▶ [Stated problem]
Restate the entries below verbatim.

---*---

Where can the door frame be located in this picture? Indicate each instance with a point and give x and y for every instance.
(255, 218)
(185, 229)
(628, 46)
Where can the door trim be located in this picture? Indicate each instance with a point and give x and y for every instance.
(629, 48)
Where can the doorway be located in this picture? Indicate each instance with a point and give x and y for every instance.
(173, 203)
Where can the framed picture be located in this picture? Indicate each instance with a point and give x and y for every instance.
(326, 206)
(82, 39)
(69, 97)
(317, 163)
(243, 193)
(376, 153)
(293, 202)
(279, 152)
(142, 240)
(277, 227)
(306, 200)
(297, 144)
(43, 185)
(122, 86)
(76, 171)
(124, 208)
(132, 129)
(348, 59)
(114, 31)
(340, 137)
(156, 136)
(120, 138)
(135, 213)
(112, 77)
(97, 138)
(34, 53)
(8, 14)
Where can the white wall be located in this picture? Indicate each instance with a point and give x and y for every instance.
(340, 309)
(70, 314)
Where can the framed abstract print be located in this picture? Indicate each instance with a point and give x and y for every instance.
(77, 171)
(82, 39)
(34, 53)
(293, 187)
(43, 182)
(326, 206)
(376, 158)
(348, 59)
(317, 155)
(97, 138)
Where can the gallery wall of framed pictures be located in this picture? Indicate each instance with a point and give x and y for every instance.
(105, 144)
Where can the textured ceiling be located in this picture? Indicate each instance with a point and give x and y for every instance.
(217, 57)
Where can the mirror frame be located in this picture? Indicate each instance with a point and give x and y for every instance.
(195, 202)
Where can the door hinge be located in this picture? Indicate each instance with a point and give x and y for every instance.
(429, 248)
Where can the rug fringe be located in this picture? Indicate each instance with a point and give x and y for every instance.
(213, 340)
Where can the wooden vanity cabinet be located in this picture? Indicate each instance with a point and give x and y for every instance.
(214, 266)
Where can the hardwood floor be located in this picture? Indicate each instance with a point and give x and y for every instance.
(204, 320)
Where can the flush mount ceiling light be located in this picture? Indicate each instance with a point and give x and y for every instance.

---*---

▶ [The response]
Where can the door frame be located in this picture? Indicate each instance with a point and give x and y for every instance.
(255, 218)
(185, 229)
(628, 46)
Where can the door trim be located in this picture? Indicate each instance with a point and give x and y for every instance.
(629, 48)
Where can the doorway be located in this picture? Indicate each instance with a point and give x and y for every instance.
(173, 203)
Where can the framed picture be located in this picture? Indicate each instance with a point and give x and y for every instance.
(326, 206)
(82, 39)
(69, 97)
(317, 163)
(243, 193)
(376, 153)
(293, 202)
(279, 152)
(142, 240)
(277, 227)
(306, 200)
(297, 144)
(43, 185)
(122, 86)
(76, 171)
(124, 208)
(132, 129)
(348, 59)
(114, 31)
(340, 137)
(156, 136)
(120, 138)
(135, 213)
(112, 77)
(97, 138)
(34, 53)
(8, 14)
Where can the white wall be located in this picture? Indicate each instance with a point and give x and y for every instance.
(340, 309)
(70, 314)
Where can the framed abstract print be located in this picture? Indicate each instance with a point and give x and y for every instance.
(77, 171)
(82, 39)
(34, 53)
(293, 187)
(43, 182)
(326, 206)
(376, 158)
(348, 59)
(317, 155)
(97, 138)
Where can the gallery wall of framed pictures be located in this picture? Indicate each instance with a point and give x and y for every instance.
(105, 144)
Where can the textured ceiling be located in this picture? Indicate each instance with a point and give x and y for every instance.
(217, 57)
Where can the mirror frame be located in this picture? Indicate each instance with a point and give x and y for every instance.
(195, 202)
Where can the door hinge be located in this picture? Indicate each instance with a point and give x and y for every instance.
(429, 248)
Where can the rug fringe be located in this picture? Indicate each instance with a point and give x and y for every instance.
(213, 340)
Where can the wooden vanity cabinet be located in this picture? Indicate each instance with a point and give x and y for every instance.
(214, 266)
Where can the hardwood floor be located in this picture? Indicate each instance with a point and give x and y for every instance.
(204, 320)
Where can the flush mount ceiling light be located in this picture? Indicate each instance with a point and give x and y for every instance.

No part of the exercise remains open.